# [DIRECTIONS]
Reproduce only the records below from the line containing "Question. In the picture above, identify the knot" through the line containing "[(461, 303), (244, 319)]", requests included, and increase every coordinate in the answers by 51.

(Data items)
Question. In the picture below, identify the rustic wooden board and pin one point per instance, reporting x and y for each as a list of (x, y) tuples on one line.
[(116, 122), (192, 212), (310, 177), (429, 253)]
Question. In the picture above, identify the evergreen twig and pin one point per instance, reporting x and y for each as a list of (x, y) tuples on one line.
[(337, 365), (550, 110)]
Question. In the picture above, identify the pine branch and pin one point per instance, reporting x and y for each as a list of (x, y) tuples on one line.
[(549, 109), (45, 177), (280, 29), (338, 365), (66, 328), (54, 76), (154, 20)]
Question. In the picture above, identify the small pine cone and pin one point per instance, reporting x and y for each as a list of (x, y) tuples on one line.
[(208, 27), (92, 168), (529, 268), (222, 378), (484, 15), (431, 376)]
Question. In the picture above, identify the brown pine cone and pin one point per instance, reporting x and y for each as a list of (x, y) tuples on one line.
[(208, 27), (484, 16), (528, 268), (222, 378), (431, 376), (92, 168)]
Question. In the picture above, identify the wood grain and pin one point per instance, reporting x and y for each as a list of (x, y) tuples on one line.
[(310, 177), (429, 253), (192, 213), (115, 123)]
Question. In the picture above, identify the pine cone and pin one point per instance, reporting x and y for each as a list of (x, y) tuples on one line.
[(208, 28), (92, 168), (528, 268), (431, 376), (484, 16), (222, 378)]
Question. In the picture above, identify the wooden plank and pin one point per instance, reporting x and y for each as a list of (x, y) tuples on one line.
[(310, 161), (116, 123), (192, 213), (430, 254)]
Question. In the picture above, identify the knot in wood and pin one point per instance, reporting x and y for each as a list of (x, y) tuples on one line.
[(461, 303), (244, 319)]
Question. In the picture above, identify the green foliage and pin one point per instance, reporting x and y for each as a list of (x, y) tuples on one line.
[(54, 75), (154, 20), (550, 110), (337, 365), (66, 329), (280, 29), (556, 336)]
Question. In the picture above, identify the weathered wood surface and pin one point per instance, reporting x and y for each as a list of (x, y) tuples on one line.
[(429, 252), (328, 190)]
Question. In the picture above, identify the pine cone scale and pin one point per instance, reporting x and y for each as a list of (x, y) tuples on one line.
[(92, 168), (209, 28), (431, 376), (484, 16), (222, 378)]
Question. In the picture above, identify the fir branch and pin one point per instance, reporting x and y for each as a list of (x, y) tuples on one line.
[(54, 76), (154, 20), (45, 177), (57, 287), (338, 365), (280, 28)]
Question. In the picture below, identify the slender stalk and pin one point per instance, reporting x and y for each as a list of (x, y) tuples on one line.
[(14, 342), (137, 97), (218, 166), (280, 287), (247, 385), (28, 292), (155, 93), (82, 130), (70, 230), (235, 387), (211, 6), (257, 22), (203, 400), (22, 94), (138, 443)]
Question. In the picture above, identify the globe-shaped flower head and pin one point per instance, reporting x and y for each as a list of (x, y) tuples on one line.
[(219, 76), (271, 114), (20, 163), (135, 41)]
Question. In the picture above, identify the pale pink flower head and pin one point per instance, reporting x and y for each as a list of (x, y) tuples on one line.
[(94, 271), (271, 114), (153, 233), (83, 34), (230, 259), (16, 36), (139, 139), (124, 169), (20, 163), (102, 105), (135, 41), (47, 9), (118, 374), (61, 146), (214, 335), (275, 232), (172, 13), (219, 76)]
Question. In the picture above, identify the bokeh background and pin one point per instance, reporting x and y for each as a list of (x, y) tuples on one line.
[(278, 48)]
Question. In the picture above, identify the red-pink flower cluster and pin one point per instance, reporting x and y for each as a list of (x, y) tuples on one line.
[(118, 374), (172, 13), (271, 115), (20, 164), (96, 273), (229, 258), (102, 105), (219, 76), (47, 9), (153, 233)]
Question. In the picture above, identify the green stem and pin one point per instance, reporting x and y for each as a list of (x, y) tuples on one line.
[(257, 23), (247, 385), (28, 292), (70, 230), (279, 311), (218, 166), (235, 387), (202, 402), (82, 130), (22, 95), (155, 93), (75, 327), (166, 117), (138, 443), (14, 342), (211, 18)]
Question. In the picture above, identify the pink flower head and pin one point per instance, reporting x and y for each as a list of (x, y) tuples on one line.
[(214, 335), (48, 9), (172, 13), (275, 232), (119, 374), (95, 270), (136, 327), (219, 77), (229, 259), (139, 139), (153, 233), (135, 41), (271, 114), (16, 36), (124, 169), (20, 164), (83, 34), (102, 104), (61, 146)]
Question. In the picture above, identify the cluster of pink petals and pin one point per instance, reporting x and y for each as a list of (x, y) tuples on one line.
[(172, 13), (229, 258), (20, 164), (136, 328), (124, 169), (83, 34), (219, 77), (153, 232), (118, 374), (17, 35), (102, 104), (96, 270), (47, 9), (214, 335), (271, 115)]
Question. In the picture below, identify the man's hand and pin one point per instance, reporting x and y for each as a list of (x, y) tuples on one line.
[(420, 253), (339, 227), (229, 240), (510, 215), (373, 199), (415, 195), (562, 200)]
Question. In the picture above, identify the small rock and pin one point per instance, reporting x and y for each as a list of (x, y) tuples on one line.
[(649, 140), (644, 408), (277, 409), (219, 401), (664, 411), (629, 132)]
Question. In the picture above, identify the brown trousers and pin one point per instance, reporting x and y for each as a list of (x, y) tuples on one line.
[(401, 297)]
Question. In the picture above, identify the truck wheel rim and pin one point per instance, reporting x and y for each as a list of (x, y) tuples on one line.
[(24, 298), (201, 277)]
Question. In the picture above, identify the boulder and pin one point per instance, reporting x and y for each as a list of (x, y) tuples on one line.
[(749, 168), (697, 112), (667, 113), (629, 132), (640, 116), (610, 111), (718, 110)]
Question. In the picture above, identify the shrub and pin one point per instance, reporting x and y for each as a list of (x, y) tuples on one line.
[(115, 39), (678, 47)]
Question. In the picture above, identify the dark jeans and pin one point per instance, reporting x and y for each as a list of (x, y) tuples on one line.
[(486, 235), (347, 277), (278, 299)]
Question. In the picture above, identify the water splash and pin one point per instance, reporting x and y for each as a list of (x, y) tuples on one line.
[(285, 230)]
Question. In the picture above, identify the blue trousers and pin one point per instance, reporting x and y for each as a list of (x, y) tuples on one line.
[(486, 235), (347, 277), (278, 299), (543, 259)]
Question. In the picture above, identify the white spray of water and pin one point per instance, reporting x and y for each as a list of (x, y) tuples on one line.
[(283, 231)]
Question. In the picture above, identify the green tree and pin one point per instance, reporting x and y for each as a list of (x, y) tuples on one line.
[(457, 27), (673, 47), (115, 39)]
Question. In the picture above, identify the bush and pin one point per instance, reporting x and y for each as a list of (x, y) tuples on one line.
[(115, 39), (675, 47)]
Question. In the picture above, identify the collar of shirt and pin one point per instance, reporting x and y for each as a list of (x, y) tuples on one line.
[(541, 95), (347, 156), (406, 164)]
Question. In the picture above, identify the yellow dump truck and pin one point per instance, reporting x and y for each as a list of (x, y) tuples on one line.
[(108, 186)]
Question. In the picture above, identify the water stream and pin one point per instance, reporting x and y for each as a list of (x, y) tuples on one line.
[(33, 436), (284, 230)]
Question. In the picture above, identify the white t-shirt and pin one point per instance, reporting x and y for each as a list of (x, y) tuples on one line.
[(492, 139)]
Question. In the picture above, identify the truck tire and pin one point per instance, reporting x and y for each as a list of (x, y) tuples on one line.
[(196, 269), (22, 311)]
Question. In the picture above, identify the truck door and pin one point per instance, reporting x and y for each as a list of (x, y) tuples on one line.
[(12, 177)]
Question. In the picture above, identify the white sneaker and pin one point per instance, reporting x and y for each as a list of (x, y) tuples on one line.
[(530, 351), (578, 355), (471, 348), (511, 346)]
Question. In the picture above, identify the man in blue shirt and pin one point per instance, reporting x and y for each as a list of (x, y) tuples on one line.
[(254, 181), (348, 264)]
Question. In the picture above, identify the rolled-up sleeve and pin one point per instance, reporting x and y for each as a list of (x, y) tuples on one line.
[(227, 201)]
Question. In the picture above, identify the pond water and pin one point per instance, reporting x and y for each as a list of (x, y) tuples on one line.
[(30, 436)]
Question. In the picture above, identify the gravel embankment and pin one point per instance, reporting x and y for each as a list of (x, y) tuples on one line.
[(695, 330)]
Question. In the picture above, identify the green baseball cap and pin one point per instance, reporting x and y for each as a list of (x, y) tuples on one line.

# [CORRECT OUTPUT]
Question. In the picture above, identify the knot in wood and pin one point per instance, reporting x and y for each as a list of (x, y) tuples on one line.
[(512, 354), (295, 370)]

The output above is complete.